Entries from a dataset:
• • • •
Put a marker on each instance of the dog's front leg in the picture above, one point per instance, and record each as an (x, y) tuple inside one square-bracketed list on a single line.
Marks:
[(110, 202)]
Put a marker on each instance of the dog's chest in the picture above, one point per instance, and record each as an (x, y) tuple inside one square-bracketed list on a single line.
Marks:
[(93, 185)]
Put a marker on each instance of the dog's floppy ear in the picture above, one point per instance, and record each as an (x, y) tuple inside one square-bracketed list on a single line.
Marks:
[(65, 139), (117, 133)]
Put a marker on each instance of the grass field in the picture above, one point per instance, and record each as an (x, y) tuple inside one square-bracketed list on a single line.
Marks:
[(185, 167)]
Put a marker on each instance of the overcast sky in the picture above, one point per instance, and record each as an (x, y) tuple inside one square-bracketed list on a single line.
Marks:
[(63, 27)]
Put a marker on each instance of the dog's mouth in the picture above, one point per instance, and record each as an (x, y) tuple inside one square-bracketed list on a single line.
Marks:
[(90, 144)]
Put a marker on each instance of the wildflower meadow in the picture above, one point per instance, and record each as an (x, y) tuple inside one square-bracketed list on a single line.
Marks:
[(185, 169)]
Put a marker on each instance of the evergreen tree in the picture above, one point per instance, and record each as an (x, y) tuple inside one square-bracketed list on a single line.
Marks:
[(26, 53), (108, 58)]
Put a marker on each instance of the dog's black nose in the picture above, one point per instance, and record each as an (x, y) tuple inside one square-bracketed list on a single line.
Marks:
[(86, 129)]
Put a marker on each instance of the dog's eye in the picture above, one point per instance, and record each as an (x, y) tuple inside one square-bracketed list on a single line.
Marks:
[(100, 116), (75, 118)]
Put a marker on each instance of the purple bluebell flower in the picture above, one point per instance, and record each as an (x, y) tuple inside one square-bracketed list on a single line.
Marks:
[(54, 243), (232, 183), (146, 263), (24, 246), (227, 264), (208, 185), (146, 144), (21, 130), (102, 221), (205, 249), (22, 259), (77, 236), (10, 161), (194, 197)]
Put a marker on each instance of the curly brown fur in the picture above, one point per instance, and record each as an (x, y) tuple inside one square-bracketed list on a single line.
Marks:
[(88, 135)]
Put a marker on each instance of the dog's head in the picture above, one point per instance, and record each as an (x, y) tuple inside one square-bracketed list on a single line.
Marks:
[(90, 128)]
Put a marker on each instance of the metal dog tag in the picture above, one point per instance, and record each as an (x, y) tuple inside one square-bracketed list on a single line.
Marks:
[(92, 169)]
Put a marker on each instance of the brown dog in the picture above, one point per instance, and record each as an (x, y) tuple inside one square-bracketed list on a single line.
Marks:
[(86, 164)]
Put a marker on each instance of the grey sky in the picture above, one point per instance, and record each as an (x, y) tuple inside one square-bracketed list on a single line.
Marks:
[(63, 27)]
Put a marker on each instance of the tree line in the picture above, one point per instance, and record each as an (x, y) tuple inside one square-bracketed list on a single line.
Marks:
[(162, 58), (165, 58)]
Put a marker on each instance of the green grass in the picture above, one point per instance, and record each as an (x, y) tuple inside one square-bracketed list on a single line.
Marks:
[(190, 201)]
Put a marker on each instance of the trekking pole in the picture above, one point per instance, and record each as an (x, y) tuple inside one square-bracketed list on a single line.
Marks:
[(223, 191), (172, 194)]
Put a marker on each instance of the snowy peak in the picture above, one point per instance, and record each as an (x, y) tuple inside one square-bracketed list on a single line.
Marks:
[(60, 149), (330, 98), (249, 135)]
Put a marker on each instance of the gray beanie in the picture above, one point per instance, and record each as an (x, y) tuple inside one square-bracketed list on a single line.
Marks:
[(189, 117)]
• • • •
→ OBJECTIVE:
Please give the data above as a two-column CSV with the columns "request" and "marks", one row for each request: put its text and its answer in separate quoted fields, replacing any line breaks with spaces.

→ SOLUTION:
request,marks
"Put a marker on each instance of the dog's front leg in the picture above, one point per instance, and record each as an (x, y) tuple inside one square-bracketed list on a single line. Marks:","[(110, 202)]"
"Put a marker on each instance of the dog's chest in the picture above, one point per instance, and record each as an (x, y) tuple inside one square-bracketed list on a single line. Marks:","[(93, 185)]"
"Put a marker on each instance of the dog's floppy ear in the picture above, one point per instance, and record each as an (x, y) tuple inside one square-bracketed list on a single line. Marks:","[(65, 139), (117, 133)]"
"Put a marker on each instance of the grass field in the picture above, one point per instance, and record each as an (x, y) tuple inside one square-bracketed list on a single line. Marks:","[(185, 167)]"
"Put a marker on each instance of the overcast sky in the picture above, one point per instance, and record each as an (x, y) tuple inside one square-bracketed list on a single line. Marks:","[(63, 27)]"
"Put a marker on each instance of the dog's mouth in the picture above, one point per instance, and record each as an (x, y) tuple inside one square-bracketed list on a single line. Marks:","[(90, 144)]"
"Put a marker on each instance of the wildflower meadow in the picture above, one point per instance, and record each as an (x, y) tuple inside one square-bracketed list on a single line. Marks:","[(185, 169)]"
"Put a marker on each instance of the evergreen tree in the picture above, one point per instance, and record each as an (x, y) tuple inside one square-bracketed list on a single line. Marks:","[(26, 53), (108, 58)]"
"Put a marker on each instance of the dog's black nose in the picture above, one point per instance, and record each as an (x, y) tuple inside one square-bracketed list on a single line. Marks:","[(86, 129)]"
"Put a marker on each instance of the dog's eye in the picture above, one point per instance, and record each as an (x, y) tuple inside one square-bracketed list on a single line. Marks:","[(100, 116), (75, 118)]"
"Put a marker on each instance of the purple bluebell flower in the picture above, one point per instance, and record each as an (x, y) tuple inside one square-bracketed list on a single line. Marks:","[(54, 243), (232, 183), (146, 263), (24, 246), (227, 264), (208, 185), (146, 144), (21, 130), (102, 221), (205, 249), (22, 259), (77, 236), (10, 161), (194, 197)]"
"Put a marker on each instance of the curly brown fur in the picture above, one point per instance, and record each as an (x, y) tuple inside one square-bracketed list on a single line. Marks:","[(88, 135)]"
"Put a marker on each instance of the dog's head in the picture above, one point per instance, and record each as an (x, y) tuple inside one square-bracketed list on a single line. Marks:","[(90, 128)]"
"Put a marker on each instance of the metal dog tag in the picture above, one point per instance, and record each as an (x, y) tuple inside one square-bracketed list on a single line. Marks:","[(92, 169)]"
"Put a marker on each instance of the brown dog in the picture above, one point per instance, and record each as an (x, y) tuple inside one square-bracketed list on a single line. Marks:","[(86, 164)]"
"Put a marker on each instance of the grey sky in the picture above, one point per instance, and record each as an (x, y) tuple inside one square-bracketed list on a single line. Marks:","[(63, 27)]"
"Put a marker on each instance of the tree line in the picture above, one point per instance, and record each as an (x, y) tuple inside one square-bracketed list on a single line. Marks:","[(162, 58), (165, 58)]"
"Put a marker on each instance of the green grass in the picture above, one point per instance, and record each as an (x, y) tuple inside one square-bracketed list on a single line. Marks:","[(190, 201)]"
"Put a marker on each instance of the trekking pole in the picture above, one point per instance, and record each as an (x, y) tuple inside one square-bracketed list on a single line. Marks:","[(223, 191), (172, 194)]"
"Put a marker on each instance of the snowy peak in the picture above, one point per instance, and record each as an (x, y) tuple inside one square-bracketed list on a single line. Marks:","[(60, 149), (330, 98), (249, 135)]"
"Put a marker on each instance of the gray beanie in the picture above, one point per instance, and record each as an (x, y) tuple inside one square-bracketed list on a single line. Marks:","[(189, 117)]"